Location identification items
◆ ◆ ◆ ◆

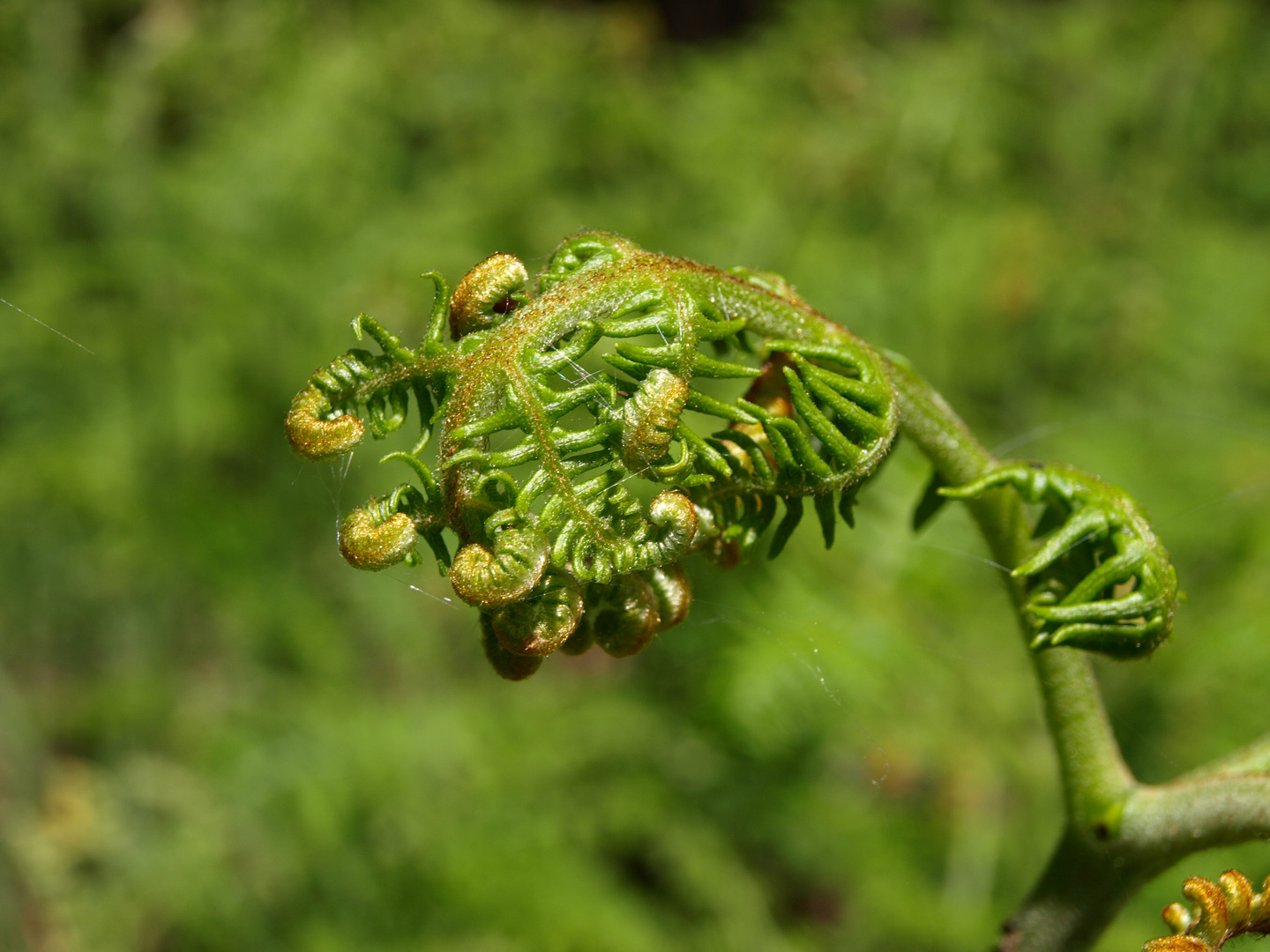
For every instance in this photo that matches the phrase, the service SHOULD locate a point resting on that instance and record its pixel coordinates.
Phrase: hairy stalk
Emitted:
(1119, 833)
(588, 441)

◆ ◆ ◆ ◆

▶ **EXERCISE BRIEF**
Reproduce all of the material above without the pictures, keeping its wording but multiplying every coordinate in the answers by 1.2. Round each result to a whole number, with halves rounded up.

▶ **TASK ANSWER**
For every instance in this photo that matches the phrase, the service SHOULD locate a point resting on that instance and record its pixel coordinates.
Phrase: hairy stalk
Emitted:
(1343, 1000)
(706, 529)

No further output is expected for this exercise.